Your task - In the listing, locate the line containing "find the goat's belly;", then quote it and all following lines exactly. Omit pictures.

Stored data:
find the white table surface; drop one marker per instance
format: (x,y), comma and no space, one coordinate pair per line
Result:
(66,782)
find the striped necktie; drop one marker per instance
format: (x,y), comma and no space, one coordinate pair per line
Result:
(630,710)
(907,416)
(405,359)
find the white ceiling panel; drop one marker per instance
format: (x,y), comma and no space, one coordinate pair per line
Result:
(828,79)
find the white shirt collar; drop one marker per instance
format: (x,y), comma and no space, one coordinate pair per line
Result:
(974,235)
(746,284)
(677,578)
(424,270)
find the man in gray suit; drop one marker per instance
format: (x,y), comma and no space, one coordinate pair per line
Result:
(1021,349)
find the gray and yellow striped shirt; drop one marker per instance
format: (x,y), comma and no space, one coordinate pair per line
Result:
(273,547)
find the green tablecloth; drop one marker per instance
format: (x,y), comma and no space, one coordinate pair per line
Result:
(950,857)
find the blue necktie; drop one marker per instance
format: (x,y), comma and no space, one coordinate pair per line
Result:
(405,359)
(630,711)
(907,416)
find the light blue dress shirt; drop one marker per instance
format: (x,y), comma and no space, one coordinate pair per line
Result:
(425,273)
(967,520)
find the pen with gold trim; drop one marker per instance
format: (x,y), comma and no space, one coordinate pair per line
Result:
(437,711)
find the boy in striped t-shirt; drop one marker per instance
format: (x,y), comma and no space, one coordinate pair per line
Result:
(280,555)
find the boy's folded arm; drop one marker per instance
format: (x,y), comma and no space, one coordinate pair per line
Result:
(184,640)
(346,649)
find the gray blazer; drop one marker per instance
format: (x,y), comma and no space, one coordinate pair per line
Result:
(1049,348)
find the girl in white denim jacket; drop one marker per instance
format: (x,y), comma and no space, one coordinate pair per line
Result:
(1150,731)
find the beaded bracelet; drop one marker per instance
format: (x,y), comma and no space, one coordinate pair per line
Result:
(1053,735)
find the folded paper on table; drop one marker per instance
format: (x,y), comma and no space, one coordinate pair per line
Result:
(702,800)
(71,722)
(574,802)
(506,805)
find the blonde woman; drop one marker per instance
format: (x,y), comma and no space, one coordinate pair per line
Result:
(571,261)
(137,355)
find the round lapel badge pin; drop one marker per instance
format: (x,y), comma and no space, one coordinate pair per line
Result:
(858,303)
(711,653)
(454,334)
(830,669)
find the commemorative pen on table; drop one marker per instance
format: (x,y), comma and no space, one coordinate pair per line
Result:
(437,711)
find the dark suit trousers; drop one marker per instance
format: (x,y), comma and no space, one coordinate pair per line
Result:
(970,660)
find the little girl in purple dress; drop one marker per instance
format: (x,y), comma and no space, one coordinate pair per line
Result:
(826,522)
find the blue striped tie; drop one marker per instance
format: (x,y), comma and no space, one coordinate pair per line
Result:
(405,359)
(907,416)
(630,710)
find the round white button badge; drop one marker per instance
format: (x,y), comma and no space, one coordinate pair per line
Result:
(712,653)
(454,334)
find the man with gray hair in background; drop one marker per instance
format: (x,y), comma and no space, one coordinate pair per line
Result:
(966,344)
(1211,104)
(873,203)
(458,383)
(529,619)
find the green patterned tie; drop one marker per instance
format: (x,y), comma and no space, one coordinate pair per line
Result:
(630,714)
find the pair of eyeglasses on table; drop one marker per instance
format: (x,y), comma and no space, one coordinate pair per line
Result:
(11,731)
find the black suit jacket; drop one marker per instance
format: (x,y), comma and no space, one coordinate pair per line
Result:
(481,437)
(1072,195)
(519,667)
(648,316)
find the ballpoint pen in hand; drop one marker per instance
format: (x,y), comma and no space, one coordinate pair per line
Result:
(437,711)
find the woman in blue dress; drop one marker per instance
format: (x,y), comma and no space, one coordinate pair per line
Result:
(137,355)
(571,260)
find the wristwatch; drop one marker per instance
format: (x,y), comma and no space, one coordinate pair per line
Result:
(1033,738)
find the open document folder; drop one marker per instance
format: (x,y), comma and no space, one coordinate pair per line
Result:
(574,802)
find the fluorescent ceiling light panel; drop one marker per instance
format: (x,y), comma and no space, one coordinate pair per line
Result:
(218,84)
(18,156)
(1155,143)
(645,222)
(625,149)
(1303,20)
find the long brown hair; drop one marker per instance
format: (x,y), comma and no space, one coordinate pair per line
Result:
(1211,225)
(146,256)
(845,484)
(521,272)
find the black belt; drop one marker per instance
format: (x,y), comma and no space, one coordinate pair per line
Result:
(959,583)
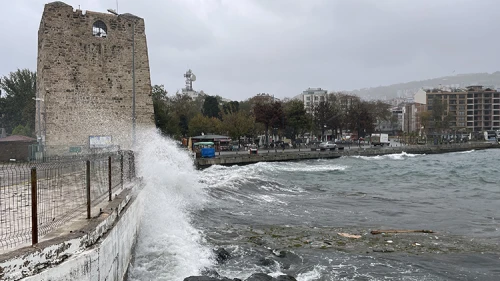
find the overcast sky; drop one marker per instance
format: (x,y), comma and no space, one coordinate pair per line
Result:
(238,48)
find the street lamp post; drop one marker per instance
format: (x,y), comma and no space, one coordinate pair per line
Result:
(133,77)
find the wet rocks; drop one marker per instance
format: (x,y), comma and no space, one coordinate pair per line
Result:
(253,277)
(221,255)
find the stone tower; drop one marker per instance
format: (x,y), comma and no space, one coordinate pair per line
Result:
(86,76)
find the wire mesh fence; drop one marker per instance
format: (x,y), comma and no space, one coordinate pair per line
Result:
(64,189)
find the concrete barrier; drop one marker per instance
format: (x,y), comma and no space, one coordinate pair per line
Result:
(100,250)
(235,159)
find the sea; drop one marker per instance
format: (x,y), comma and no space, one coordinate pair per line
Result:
(287,217)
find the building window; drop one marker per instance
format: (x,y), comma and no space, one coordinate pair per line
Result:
(99,29)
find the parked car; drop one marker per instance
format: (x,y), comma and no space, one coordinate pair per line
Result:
(252,149)
(327,145)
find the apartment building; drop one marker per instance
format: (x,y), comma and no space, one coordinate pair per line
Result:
(312,97)
(475,108)
(411,117)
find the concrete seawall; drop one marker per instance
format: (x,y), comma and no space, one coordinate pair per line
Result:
(99,250)
(294,155)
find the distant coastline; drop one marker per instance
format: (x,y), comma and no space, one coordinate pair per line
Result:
(243,157)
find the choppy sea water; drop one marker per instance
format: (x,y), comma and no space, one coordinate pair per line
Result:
(191,212)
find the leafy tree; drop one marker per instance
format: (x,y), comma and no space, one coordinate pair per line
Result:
(203,124)
(232,106)
(322,114)
(17,100)
(211,107)
(160,106)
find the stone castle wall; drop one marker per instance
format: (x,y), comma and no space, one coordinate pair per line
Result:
(84,82)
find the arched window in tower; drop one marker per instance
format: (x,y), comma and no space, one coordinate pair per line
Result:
(99,29)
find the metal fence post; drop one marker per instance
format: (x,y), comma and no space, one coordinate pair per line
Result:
(34,208)
(88,189)
(121,168)
(132,157)
(109,177)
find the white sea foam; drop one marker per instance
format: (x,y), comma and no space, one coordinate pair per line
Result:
(168,247)
(465,152)
(396,156)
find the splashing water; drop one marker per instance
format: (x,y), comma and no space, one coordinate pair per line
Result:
(168,246)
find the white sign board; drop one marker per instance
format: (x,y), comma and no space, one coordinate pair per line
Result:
(100,141)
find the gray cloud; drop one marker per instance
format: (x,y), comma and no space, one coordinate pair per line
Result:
(238,48)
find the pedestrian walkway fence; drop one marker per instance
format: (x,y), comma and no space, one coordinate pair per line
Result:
(38,197)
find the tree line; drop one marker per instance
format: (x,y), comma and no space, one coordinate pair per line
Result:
(180,116)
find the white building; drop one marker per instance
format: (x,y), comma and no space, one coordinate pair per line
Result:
(312,97)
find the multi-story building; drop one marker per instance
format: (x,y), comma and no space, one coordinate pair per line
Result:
(411,117)
(474,108)
(312,97)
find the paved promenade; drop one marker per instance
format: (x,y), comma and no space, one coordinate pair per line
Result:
(273,155)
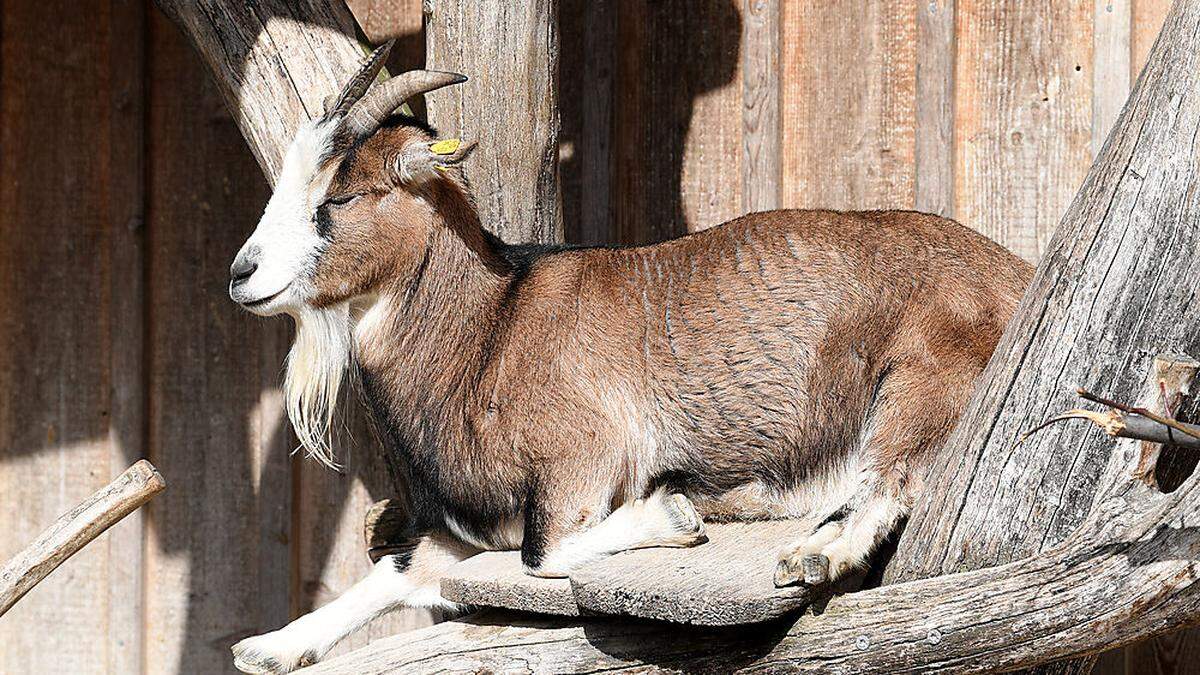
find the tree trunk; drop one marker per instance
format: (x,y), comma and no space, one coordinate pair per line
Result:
(1113,291)
(1116,287)
(274,60)
(510,106)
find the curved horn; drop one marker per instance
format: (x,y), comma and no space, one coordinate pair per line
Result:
(361,81)
(382,101)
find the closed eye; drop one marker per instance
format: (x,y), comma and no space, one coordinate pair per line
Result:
(342,199)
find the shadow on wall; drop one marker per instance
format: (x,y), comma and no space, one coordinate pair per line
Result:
(630,73)
(227,526)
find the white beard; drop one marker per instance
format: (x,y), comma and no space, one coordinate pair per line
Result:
(317,364)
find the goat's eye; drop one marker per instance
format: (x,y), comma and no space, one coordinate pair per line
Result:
(342,199)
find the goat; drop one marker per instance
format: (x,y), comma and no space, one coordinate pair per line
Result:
(574,402)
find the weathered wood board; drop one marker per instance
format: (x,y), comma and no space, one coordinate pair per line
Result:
(497,579)
(724,581)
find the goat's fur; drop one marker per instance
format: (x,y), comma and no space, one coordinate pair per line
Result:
(574,402)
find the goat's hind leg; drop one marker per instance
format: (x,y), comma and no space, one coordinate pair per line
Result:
(407,578)
(663,519)
(840,544)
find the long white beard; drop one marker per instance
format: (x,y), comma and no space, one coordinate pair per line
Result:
(317,364)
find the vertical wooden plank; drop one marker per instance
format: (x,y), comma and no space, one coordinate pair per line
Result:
(935,108)
(126,217)
(217,554)
(849,103)
(1110,66)
(760,107)
(61,406)
(1146,18)
(329,507)
(678,133)
(1023,117)
(1176,653)
(394,19)
(509,105)
(1110,663)
(587,70)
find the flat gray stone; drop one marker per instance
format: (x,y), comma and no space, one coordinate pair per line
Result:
(725,581)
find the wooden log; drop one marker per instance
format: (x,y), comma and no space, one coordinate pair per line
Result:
(274,60)
(1115,287)
(509,106)
(1119,266)
(76,529)
(1121,577)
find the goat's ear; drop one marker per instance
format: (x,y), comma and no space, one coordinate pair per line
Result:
(424,161)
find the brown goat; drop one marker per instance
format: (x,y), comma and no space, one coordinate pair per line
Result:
(575,402)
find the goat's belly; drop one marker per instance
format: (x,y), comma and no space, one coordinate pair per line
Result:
(816,497)
(504,536)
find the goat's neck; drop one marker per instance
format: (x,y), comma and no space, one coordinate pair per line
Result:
(424,336)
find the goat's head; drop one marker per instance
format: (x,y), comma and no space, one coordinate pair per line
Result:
(319,240)
(348,213)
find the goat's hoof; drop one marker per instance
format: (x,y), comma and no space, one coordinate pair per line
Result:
(808,569)
(685,520)
(270,653)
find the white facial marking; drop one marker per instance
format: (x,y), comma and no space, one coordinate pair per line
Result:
(285,245)
(321,356)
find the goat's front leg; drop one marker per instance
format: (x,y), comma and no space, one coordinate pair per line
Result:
(558,538)
(407,578)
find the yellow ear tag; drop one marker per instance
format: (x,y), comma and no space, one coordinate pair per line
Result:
(448,147)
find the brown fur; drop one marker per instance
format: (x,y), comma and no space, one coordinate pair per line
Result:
(755,352)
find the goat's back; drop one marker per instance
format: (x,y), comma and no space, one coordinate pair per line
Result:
(754,352)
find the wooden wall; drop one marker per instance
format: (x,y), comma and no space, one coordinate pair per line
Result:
(125,190)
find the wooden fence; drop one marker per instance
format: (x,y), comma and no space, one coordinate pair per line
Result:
(125,189)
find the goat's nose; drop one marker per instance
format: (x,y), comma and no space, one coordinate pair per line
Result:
(243,268)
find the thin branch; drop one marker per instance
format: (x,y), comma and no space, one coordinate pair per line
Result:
(1194,431)
(75,529)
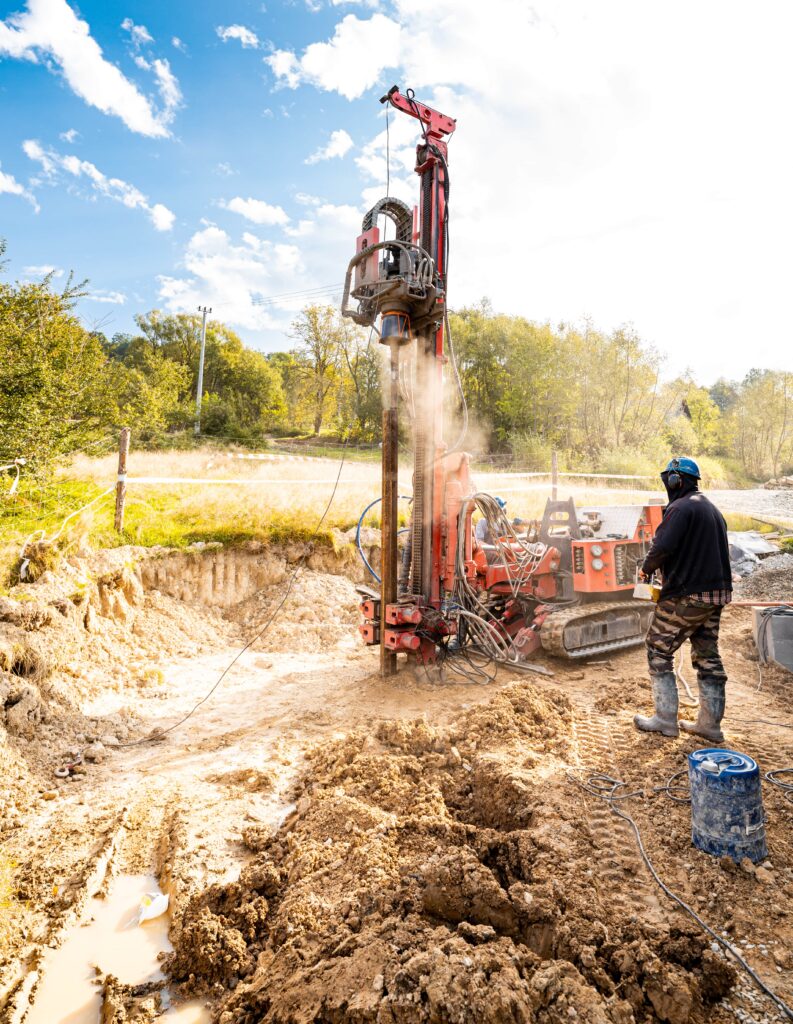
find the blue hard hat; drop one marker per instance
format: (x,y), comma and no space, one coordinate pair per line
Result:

Answer for the task -
find the goat's belly; drop one marker per instance
format: (x,y), comma and no space, one coordinate pair per line
Result:
(816,497)
(504,536)
find the goat's neck; drop one marker per instance
format: (x,y), comma and no space, one coordinate pair per line
Result:
(424,336)
find the goat's head; drop one marker per instance
format: (x,y), comma and no space, one coordinate pair per line
Result:
(319,240)
(348,213)
find the goat's hoof; drop one marker per instance
format: (x,y), comma and no space, one coordinate pair per line
Result:
(808,569)
(685,520)
(270,653)
find the white facial marking; drop one marker per instance
format: (x,y), comma and no space, one coordinate pair per line
Result:
(285,245)
(321,356)
find the goat's front leg; drop one marker per instance
format: (x,y), comma and no space, one coordinate pair per line
Result:
(558,538)
(407,578)
find the yellow ear tag; drop one marker per instance
format: (x,y), comma and no space, one coordinate pair per line
Result:
(448,147)
find the brown fur; drop one marker per instance
format: (x,y), comma and no space, one coordinate pair per line
Result:
(755,352)
find the goat's back; drop one marker per instance
format: (x,y), comma and no space, one coordinate pair per line
Result:
(754,352)
find the wooden wall; drop one marker per instance
format: (x,y), comma and no space, one coordinate pair per line
Result:
(125,190)
find the wooden fence; drop one marker per instance
format: (x,y), comma and no space, one coordinate pair per line
Result:
(125,189)
find the goat's nose; drop one marker per instance
format: (x,y), comma and no space, one coordinate pair per line
Result:
(243,268)
find the thin branch; drop one marker per instance
format: (x,y), comma and no space, one coordinate pair per line
Result:
(1194,431)
(75,529)
find the blue hard hat; drop one marker per instance
format: (x,y), comma and no space, one coordinate pair per line
Result:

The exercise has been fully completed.